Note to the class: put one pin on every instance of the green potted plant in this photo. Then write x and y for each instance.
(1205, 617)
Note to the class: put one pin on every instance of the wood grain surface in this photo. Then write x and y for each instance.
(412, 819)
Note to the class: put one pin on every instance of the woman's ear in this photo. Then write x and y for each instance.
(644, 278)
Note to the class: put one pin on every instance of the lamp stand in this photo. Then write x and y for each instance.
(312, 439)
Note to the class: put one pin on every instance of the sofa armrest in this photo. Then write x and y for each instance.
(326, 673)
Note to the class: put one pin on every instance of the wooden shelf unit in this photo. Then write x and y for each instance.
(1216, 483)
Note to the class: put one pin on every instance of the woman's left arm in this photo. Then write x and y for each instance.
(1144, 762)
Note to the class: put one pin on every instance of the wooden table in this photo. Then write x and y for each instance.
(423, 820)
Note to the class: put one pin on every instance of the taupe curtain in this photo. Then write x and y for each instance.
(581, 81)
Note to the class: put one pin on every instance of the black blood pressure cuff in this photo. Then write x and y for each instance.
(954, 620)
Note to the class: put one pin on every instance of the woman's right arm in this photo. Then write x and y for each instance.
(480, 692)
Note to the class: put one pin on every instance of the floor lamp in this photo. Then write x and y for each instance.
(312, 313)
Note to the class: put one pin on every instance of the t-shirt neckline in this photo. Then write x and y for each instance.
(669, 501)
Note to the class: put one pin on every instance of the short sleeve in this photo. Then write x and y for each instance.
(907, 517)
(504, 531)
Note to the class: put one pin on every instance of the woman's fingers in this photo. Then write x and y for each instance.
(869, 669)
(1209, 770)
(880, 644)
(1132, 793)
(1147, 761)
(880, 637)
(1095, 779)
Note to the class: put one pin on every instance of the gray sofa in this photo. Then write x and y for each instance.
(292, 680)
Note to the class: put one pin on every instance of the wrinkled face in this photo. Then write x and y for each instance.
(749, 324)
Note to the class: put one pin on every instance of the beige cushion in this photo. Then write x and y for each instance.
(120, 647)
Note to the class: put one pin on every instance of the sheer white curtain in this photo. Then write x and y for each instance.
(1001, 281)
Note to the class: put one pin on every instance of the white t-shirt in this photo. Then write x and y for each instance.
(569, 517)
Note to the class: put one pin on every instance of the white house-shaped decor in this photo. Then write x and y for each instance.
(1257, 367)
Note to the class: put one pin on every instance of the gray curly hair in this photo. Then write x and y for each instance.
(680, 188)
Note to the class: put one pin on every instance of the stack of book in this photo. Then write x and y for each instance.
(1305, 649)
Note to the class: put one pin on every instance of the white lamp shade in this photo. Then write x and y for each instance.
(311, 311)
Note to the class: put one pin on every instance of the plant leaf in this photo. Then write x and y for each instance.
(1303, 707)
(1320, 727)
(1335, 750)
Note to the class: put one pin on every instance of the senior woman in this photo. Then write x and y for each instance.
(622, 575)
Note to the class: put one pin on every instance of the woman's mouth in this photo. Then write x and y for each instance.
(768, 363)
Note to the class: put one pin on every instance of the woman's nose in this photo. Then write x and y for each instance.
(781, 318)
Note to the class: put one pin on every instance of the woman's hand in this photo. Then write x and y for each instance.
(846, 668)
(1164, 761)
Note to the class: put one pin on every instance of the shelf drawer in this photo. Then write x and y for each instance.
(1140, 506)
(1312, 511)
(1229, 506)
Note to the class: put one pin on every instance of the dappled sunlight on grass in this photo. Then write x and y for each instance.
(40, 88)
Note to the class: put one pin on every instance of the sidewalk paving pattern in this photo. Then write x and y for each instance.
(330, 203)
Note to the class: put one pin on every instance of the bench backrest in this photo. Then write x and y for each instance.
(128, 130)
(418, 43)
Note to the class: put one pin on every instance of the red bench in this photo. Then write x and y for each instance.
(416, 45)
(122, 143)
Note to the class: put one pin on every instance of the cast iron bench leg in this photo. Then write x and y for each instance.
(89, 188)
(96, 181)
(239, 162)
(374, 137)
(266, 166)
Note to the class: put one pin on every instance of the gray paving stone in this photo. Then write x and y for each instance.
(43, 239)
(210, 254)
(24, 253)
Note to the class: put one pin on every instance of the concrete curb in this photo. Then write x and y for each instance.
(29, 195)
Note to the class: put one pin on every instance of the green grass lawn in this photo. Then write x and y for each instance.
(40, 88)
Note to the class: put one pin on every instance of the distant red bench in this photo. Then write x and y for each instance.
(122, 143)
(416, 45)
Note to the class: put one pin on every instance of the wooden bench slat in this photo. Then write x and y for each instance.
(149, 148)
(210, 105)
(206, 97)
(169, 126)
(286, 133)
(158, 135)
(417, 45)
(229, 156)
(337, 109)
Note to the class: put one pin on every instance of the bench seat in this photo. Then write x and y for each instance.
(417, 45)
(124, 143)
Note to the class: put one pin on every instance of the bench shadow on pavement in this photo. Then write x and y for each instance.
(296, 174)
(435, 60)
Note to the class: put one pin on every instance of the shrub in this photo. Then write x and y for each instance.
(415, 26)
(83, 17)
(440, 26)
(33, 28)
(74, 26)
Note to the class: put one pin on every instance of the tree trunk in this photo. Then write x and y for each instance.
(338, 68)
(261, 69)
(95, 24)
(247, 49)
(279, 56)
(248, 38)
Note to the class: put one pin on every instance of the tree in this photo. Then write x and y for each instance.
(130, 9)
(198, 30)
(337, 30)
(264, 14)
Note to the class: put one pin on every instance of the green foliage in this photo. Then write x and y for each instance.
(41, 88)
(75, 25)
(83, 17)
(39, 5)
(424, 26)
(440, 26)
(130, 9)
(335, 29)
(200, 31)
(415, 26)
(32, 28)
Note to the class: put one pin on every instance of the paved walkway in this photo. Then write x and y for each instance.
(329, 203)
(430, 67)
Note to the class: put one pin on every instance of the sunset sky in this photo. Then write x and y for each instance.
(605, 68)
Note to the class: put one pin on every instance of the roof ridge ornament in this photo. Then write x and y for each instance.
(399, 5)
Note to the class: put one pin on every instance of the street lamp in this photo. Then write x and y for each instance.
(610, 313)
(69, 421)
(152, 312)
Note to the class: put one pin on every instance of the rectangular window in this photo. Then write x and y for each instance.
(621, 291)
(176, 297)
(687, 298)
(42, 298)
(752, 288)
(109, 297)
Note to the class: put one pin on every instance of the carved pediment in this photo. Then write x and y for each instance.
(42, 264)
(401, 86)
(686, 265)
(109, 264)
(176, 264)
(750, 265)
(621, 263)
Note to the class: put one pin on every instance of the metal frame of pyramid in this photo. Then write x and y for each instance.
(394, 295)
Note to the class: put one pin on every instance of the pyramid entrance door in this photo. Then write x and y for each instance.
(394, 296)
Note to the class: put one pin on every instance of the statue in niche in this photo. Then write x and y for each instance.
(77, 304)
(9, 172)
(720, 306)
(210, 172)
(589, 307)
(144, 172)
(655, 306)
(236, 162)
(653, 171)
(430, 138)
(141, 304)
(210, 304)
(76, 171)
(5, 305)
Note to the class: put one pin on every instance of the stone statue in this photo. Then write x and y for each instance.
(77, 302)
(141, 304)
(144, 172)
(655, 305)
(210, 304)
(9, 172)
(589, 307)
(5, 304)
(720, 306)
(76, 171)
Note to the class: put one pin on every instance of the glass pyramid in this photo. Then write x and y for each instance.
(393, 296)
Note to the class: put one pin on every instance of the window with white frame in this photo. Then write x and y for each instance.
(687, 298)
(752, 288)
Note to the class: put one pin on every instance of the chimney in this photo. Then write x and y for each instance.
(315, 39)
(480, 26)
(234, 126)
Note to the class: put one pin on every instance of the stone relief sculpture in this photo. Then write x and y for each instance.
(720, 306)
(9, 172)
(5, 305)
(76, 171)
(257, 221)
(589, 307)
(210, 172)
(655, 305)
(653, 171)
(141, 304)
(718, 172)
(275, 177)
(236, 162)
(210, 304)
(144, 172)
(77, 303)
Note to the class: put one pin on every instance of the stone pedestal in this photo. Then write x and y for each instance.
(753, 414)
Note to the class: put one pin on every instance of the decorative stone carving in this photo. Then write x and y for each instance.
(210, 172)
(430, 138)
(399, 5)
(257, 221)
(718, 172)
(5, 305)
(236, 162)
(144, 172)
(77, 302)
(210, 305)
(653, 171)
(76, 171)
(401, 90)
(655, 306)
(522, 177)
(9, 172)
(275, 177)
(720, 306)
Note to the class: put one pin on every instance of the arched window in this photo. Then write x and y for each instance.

WORK ITEM:
Your output should be the lines from the one with "of the chimney" through the last line of the entries above, copied exactly and nothing more.

ANSWER BELOW:
Note to the class: put one pin on every instance of the chimney in this photo. Then write x and y for each instance.
(315, 39)
(480, 26)
(234, 126)
Note to the class: put one pin on every instance of the stone relief sculpture in this photo. Then write x and y for each instance.
(720, 306)
(9, 172)
(5, 305)
(76, 171)
(257, 221)
(589, 307)
(210, 172)
(655, 305)
(653, 171)
(141, 304)
(718, 172)
(275, 177)
(236, 162)
(210, 304)
(144, 172)
(77, 303)
Note to the class: put one pin on every instance of the stone pedestal in this photo. Then write x and y for each instance.
(753, 414)
Note to the class: put one pin on every instance of the decorative stone carving in this photo. Then write x and y for each instance.
(210, 172)
(430, 138)
(399, 5)
(257, 221)
(718, 172)
(5, 305)
(236, 162)
(144, 172)
(77, 302)
(210, 305)
(653, 171)
(76, 171)
(401, 90)
(655, 306)
(522, 177)
(9, 172)
(275, 177)
(720, 306)
Note to the class: put one pin on every instance of the arched window in this photo. Then write x and y for each instance.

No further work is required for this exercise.